### Your task
Extract every line of the material that holds the string "rise", copying each one in full.

### Record extracts
---------------
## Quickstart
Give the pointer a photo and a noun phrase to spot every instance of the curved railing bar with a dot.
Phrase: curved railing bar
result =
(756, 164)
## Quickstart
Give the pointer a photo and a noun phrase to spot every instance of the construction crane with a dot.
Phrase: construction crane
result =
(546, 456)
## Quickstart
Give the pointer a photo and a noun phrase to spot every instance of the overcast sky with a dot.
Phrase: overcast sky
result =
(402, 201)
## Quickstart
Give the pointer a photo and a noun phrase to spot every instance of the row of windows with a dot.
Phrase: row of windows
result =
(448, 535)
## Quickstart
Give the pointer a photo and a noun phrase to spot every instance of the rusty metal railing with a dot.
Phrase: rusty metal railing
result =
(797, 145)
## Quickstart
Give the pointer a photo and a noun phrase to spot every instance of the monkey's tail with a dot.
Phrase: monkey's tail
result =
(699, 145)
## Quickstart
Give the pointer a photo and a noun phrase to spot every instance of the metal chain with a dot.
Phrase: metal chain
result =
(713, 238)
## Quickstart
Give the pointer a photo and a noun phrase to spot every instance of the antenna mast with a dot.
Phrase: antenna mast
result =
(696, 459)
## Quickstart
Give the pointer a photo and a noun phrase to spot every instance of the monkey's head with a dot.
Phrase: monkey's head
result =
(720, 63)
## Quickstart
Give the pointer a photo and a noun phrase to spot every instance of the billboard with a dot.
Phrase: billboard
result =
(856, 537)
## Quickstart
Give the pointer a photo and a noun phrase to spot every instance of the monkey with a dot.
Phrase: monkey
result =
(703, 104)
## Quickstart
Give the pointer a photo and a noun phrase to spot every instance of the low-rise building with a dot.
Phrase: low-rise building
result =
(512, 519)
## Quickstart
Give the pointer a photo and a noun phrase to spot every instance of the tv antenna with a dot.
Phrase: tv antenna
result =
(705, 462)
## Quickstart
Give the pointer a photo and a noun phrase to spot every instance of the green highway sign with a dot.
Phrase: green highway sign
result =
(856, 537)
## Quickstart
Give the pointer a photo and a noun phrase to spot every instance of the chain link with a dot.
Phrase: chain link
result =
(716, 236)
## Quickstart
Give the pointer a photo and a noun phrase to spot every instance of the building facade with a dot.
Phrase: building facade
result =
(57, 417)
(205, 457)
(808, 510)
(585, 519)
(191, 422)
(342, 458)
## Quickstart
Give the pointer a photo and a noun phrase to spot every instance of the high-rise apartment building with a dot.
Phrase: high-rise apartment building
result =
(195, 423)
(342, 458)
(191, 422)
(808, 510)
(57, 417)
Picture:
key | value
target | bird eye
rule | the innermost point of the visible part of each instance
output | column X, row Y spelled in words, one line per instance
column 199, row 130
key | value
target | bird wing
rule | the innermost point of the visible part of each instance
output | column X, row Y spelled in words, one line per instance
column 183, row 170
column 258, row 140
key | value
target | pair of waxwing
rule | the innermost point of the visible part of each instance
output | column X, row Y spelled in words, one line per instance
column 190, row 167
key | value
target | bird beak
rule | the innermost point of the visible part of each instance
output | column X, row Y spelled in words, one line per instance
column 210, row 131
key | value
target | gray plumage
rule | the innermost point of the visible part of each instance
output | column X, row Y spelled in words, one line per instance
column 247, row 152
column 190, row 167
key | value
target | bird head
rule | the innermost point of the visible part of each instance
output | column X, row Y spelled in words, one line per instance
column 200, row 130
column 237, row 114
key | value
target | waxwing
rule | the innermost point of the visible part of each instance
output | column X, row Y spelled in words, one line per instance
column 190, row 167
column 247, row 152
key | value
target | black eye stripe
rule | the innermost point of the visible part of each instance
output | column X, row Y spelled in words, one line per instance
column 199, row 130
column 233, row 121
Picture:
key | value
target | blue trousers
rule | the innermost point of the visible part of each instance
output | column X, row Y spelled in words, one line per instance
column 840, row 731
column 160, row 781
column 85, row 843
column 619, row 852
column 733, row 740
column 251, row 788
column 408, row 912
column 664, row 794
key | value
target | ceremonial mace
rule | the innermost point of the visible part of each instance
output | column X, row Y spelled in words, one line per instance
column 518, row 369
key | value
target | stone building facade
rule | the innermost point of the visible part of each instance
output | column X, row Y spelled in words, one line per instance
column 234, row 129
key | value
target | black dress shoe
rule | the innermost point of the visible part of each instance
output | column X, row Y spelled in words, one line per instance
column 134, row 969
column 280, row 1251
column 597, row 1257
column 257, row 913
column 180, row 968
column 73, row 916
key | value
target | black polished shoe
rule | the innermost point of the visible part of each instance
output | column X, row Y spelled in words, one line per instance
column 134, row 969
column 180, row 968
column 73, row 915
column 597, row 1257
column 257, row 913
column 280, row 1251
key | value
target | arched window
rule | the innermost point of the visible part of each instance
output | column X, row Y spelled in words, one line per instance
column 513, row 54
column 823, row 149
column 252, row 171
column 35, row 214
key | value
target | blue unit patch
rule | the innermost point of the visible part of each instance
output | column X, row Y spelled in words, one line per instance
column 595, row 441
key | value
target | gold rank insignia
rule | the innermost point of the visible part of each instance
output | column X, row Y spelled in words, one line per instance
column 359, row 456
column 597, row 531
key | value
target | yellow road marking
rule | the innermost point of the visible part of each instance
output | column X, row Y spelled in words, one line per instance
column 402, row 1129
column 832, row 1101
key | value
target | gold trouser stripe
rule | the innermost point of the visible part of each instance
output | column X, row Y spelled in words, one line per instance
---------------
### Written response
Give the pointer a photo and a noun phrase to spot every instance of the low-rise building with a dot.
Phrase: low-rise building
Give the pointer a photo and a noun phrase to spot every instance of the high-rise apartment building with a dot.
Phrase: high-rise apartment building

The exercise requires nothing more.